WHAT YOU HAVE TO DO: Retype the event listing below for the talk on near-death experiences, word for word and in full.

5 November 2024 - 5 November 2024
4:00PM - 5:30PM
IMH Atrium, 1st floor, Confluence Building, DH1 3LE
Free
A talk by Alex Fry brought to you by the Affective Experience Lab.
The Affective Experience Lab in the Discovery Research Platform for Medical Humanities invites you to a hybrid talk presented by Alex Fry at the Institute for Medical Humanities on 5 November 2024 at 4:00-5:30 pm.
Near-death experiences are experiences associated with death or impending death. Those who have a near-death experience report substantial changes to how they find being in their bodies after a period of apparent disembodied consciousness. They also report viewing the world in a radically different way to how they did previously, in addition to experiencing alterations in how they relate to others. Such a shift in worldview has profound implications for individuals’ wellbeing—the equilibrium between challenging events and the ability to deal with them. Near-death survivors undergo a process of meaning-making as they re-evaluate their worldview in an attempt to make sense of their experience as doing so can be beneficial for their wellbeing.

ENTRIES SUPPLIED:
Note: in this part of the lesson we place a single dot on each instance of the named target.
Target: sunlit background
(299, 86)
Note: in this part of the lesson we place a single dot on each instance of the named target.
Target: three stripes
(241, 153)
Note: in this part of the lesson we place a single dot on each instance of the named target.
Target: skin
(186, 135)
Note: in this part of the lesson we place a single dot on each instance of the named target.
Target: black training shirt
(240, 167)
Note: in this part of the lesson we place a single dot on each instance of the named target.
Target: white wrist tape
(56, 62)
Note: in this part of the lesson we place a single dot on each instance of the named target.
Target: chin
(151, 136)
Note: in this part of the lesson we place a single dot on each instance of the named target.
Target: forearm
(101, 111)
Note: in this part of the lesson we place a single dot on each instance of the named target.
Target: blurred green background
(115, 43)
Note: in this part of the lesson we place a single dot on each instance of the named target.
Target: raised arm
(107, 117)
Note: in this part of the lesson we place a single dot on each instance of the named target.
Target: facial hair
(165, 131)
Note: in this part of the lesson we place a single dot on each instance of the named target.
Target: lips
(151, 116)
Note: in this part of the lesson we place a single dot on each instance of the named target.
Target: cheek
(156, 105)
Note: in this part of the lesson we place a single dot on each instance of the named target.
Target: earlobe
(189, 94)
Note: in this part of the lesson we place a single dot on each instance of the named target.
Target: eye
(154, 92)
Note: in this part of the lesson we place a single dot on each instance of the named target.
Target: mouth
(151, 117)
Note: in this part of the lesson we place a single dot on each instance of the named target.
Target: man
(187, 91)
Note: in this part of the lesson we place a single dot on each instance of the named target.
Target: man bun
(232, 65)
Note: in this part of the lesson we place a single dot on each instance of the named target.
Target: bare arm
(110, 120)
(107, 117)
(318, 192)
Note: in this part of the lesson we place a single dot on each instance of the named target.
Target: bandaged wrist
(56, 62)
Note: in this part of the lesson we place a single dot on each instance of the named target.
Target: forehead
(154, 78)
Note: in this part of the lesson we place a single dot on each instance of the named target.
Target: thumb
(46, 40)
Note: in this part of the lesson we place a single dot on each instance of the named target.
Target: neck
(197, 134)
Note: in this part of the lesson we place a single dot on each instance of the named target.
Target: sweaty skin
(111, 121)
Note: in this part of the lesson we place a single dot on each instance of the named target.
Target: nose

TASK ANSWER:
5 November 2024 - 5 November 2024
4:00PM - 5:30PM
IMH Atrium, 1st floor, Confluence Building, DH1 3LE
Free
A talk by Alex Fry brought to you by the Affective Experience Lab.
The Affective Experience Lab in the Discovery Research Platform for Medical Humanities invites you to a hybrid talk presented by Alex Fry at the Institute for Medical Humanities on 5 November 2024 at 4:00-5:30 pm.
Near-death experiences are experiences associated with death or impending death. Those who have a near-death experience report substantial changes to how they find being in their bodies after a period of apparent disembodied consciousness. They also report viewing the world in a radically different way to how they did previously, in addition to experiencing alterations in how they relate to others. Such a shift in worldview has profound implications for individuals’ wellbeing—the equilibrium between challenging events and the ability to deal with them. Near-death survivors undergo a process of meaning-making as they re-evaluate their worldview in an attempt to make sense of their experience as doing so can be beneficial for their wellbeing.